■ To do: Pull out and copy every line of the listing that contains the string "roadside", matching its case exactly.

■ Items:
********

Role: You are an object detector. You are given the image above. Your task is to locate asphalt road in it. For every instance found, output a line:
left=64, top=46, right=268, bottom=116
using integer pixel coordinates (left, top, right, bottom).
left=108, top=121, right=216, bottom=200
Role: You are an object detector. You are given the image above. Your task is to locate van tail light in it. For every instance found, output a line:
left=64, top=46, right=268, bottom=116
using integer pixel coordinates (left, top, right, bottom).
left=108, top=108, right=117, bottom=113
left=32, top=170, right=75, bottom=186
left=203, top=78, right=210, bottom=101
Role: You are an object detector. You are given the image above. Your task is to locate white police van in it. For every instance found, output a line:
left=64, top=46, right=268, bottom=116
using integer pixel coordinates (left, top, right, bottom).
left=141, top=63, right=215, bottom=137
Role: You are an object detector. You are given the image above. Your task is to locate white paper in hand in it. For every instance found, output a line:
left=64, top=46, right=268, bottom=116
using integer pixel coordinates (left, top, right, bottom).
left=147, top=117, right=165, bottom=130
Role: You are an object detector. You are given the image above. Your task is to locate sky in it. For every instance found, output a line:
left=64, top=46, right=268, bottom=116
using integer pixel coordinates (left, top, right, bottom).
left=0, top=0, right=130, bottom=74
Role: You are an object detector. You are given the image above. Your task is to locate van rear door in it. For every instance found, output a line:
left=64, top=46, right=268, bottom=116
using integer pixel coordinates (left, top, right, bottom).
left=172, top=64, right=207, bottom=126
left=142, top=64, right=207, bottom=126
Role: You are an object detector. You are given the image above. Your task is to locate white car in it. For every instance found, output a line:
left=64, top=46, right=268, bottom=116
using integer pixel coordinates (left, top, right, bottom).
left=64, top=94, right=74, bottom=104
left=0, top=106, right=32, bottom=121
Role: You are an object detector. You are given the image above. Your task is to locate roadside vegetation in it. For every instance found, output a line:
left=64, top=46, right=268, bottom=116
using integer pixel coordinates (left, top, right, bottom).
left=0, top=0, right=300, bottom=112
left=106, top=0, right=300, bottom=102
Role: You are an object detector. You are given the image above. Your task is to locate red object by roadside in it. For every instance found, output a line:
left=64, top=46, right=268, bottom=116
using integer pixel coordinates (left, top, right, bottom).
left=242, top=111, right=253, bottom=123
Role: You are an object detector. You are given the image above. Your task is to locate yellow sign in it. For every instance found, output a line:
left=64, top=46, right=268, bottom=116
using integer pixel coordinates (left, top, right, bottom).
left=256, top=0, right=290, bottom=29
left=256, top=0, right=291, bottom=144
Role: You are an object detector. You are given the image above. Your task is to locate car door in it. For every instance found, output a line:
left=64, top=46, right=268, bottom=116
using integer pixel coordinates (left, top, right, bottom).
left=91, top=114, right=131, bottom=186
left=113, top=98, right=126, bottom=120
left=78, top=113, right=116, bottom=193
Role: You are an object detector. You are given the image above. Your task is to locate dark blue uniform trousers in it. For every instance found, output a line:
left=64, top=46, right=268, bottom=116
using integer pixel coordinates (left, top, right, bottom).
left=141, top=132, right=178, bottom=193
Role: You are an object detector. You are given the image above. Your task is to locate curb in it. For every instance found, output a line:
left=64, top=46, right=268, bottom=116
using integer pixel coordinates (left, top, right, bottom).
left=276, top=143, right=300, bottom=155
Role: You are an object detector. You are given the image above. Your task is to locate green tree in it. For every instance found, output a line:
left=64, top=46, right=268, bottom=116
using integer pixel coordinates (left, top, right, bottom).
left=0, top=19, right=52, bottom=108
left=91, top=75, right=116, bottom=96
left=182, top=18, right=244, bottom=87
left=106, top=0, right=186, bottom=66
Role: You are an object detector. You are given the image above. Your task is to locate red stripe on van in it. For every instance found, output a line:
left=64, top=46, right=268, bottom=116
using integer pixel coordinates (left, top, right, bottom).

********

■ Task result:
Role: You are an object detector. You are given the image above. Your task is to locate roadside vegetation in it. For every instance found, output a line:
Role: You are an object detector. You are given the image above. Your task is to locate red object by roadside in it. For every instance found, output a line:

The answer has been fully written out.